-- START OF SOURCE RECORDS --

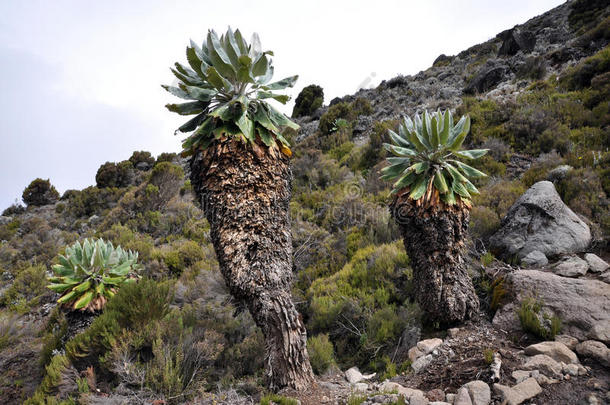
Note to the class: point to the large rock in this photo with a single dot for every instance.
(572, 266)
(595, 350)
(555, 350)
(519, 393)
(479, 392)
(583, 305)
(596, 264)
(353, 375)
(545, 364)
(540, 221)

-- END OF SOURCE RECORDS --

TASK TO COMPLETE ▸
Can you write out the data above word for word, leaving out the pictures?

EXERCISE RESULT ▸
Note to the class: point to the large rock in this photo with a single dot for every instance.
(572, 266)
(595, 350)
(555, 350)
(519, 393)
(479, 392)
(583, 305)
(596, 264)
(353, 375)
(545, 364)
(540, 221)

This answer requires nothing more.